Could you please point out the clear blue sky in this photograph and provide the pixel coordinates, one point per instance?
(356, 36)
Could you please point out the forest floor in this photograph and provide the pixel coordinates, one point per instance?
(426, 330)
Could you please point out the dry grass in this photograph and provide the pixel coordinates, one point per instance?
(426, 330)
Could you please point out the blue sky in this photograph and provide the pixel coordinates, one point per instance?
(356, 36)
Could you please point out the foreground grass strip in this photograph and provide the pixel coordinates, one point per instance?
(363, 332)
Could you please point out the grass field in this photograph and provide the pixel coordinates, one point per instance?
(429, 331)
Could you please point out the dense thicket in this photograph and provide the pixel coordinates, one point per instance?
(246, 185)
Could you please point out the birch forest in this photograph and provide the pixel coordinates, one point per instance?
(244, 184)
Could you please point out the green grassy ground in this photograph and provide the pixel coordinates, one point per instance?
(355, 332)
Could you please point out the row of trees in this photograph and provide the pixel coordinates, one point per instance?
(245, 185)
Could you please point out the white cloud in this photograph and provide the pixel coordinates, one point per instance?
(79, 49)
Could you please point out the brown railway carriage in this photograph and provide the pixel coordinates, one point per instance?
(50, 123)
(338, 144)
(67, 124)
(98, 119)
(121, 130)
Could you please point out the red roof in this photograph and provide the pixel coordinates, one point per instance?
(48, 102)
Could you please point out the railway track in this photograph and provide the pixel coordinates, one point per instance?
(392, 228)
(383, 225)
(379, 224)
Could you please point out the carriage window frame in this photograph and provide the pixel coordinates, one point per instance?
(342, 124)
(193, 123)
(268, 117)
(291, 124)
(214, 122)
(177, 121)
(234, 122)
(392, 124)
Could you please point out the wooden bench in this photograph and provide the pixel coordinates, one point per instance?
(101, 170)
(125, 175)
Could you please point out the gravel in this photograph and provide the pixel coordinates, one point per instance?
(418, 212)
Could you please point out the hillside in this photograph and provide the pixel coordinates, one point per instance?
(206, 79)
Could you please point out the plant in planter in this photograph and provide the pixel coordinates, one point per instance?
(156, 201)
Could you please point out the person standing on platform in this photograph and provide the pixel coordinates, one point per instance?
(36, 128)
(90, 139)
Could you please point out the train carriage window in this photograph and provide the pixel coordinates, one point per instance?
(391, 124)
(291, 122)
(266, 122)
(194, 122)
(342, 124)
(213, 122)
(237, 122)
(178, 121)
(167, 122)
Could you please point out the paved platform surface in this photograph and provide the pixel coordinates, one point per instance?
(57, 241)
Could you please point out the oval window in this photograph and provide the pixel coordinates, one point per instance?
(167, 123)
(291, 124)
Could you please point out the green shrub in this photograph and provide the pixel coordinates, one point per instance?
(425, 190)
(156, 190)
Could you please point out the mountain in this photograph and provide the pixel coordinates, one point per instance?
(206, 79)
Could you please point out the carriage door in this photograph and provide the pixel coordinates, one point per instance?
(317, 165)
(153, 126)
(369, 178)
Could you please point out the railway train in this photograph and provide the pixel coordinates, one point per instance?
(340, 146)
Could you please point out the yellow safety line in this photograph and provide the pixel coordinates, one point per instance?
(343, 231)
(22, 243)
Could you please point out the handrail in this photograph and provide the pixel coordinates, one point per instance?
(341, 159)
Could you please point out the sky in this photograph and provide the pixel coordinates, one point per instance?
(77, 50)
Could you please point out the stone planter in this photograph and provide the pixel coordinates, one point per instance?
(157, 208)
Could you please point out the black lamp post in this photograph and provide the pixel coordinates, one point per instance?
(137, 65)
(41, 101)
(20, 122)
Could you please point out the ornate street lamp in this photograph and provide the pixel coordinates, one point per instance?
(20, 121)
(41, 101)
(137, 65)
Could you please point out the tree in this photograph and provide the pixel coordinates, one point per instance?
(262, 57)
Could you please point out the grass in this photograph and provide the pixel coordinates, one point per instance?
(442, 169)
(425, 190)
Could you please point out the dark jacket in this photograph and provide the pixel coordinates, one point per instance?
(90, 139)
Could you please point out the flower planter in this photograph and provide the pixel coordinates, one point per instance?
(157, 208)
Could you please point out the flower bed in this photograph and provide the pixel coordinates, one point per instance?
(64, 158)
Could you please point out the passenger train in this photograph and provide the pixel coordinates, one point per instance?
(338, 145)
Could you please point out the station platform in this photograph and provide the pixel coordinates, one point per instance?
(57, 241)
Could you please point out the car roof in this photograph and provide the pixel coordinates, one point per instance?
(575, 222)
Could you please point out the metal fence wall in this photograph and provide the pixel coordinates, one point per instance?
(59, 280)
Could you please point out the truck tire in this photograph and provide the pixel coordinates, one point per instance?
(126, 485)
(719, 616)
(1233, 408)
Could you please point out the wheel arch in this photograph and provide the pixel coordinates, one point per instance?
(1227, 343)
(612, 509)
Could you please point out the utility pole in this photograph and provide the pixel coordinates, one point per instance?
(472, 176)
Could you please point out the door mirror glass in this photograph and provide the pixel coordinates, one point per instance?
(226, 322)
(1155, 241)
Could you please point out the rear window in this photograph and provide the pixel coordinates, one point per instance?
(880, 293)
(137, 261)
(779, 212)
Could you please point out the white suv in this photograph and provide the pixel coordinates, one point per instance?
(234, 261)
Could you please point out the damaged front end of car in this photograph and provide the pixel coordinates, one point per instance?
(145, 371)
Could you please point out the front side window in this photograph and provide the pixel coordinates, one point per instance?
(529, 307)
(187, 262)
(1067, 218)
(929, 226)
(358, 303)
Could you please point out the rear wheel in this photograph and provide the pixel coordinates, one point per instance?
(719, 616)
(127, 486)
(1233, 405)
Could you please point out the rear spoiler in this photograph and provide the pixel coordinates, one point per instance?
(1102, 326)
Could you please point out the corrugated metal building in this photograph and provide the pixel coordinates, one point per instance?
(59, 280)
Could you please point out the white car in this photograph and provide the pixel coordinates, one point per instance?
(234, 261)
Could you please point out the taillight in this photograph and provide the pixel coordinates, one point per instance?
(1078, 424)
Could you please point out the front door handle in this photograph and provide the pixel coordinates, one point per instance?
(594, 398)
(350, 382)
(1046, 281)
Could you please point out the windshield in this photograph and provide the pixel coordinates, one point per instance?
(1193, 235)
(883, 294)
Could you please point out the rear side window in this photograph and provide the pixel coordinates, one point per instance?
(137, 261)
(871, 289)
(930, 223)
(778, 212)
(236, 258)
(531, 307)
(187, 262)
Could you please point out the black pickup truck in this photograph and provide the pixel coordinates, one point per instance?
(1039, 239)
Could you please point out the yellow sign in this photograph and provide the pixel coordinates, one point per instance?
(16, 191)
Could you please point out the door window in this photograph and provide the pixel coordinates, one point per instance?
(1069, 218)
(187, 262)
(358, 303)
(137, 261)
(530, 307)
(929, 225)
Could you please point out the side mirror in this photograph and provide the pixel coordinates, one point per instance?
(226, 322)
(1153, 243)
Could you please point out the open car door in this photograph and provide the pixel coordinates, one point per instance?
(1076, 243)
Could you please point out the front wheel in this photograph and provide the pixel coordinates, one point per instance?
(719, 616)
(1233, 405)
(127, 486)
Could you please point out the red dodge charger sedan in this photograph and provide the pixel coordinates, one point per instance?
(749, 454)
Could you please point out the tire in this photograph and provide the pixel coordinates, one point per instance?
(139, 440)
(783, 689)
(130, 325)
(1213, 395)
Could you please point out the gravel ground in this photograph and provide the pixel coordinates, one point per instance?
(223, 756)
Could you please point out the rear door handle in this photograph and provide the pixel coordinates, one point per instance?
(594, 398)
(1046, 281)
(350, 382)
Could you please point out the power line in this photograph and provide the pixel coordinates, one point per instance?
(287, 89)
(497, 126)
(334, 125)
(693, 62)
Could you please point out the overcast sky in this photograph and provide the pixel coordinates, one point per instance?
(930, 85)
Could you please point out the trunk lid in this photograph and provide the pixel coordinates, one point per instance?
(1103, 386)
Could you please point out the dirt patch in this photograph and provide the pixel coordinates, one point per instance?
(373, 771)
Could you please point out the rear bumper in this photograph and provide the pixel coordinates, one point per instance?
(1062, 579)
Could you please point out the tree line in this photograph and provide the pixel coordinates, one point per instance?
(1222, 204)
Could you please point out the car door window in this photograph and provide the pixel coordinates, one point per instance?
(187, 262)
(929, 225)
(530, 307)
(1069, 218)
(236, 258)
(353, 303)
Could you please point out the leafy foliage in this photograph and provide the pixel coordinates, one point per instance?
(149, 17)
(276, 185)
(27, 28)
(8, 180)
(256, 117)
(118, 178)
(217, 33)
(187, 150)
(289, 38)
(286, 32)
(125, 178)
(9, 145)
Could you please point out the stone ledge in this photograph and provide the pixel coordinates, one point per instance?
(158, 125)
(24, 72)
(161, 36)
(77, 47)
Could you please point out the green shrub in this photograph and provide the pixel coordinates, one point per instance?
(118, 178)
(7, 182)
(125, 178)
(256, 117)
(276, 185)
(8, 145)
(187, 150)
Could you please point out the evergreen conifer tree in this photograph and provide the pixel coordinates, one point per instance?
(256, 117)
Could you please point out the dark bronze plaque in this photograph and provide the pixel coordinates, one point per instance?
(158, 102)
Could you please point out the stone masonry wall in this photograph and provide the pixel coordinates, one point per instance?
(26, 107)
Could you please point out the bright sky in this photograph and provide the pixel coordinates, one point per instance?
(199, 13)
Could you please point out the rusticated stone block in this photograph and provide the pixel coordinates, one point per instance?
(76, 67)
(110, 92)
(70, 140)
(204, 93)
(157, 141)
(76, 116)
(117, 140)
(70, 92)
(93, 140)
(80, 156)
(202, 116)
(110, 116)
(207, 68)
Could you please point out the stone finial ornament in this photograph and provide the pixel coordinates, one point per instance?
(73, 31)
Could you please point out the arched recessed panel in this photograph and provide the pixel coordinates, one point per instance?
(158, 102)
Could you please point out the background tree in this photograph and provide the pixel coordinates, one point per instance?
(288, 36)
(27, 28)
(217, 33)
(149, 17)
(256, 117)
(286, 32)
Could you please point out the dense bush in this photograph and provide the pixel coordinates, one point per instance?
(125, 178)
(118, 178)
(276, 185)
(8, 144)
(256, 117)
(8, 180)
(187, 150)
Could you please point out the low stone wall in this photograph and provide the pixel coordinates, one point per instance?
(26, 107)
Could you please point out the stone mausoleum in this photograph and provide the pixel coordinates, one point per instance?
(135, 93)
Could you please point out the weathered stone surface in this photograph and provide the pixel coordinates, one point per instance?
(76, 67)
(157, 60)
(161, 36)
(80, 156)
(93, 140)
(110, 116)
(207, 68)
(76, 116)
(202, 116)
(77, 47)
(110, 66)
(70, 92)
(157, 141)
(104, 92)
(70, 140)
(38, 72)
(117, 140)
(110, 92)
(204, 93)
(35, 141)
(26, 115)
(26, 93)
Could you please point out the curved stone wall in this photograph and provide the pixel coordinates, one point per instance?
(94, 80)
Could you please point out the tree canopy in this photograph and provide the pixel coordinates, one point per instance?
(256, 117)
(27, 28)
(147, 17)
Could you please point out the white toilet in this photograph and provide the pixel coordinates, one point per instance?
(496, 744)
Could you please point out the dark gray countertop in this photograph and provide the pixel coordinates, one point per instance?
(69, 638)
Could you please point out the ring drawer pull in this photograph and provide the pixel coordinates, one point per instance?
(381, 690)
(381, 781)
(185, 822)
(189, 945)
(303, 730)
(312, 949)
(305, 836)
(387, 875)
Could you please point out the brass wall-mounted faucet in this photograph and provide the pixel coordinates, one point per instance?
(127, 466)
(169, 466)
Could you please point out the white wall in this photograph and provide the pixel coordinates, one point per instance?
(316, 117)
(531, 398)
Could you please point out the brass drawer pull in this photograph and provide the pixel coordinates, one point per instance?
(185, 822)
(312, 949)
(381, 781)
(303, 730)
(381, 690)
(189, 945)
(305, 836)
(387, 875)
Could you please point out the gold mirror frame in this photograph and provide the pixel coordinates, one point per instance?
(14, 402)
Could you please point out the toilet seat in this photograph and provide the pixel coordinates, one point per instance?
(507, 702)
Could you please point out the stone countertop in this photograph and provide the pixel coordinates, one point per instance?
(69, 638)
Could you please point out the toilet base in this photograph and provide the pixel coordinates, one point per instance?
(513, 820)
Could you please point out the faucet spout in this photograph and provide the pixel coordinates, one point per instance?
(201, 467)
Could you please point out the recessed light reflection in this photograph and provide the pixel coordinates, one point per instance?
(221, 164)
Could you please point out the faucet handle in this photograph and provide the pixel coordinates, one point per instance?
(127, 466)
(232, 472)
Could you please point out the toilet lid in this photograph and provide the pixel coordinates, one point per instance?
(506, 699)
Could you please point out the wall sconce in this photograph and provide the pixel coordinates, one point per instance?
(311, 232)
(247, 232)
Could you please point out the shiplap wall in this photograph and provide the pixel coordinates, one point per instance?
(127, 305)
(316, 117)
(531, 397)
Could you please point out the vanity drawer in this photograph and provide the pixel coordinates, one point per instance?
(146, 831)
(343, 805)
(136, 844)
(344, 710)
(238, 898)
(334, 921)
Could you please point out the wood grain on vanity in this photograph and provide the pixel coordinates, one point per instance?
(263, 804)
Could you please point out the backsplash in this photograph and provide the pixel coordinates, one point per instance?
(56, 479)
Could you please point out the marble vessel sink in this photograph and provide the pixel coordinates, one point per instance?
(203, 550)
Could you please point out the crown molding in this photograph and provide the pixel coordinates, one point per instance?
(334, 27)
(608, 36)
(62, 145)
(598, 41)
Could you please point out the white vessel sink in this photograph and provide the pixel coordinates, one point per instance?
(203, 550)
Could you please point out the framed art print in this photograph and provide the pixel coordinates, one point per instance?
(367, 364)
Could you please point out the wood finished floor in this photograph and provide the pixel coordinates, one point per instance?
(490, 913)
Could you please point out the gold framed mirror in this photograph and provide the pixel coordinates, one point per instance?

> **INSTRUCTIONS TO FOLLOW**: From the line holding "Could you please point out the vanity" down to the final line above, quote every line exactly and only those lines.

> **RESULT OF THIS EXERCISE**:
Could you please point out the vanity drawer in this photograph and provide the pixel coordinates, one point per instance?
(146, 831)
(343, 805)
(136, 844)
(344, 710)
(238, 898)
(334, 921)
Could you please point out the wood grain on vanity in this photograph and provide the pixel coordinates, one point per instance?
(263, 804)
Could you please point out the backsplash in this photograph and provide the pixel coordinates, one point per instance?
(56, 479)
Could you please point out the marble vessel sink in this photograph and provide the pixel coordinates, one point per instance?
(203, 550)
Could you please point out the crown molding in this photograph and provide the pixel coordinates, one point per instance?
(334, 27)
(608, 36)
(62, 145)
(598, 41)
Could you please point out the white vessel sink in this photograph and provide the pixel coordinates, one point per instance?
(203, 550)
Could you please point out the framed art print in this photograph and provide the pixel coordinates, one point per instance?
(367, 364)
Could you please point out the wood finished floor in this photograph and provide the pixel coordinates, one point per instance?
(490, 913)
Could you please point out the gold framed mirror in this photograph and provide the pixel coordinates, one point per instance?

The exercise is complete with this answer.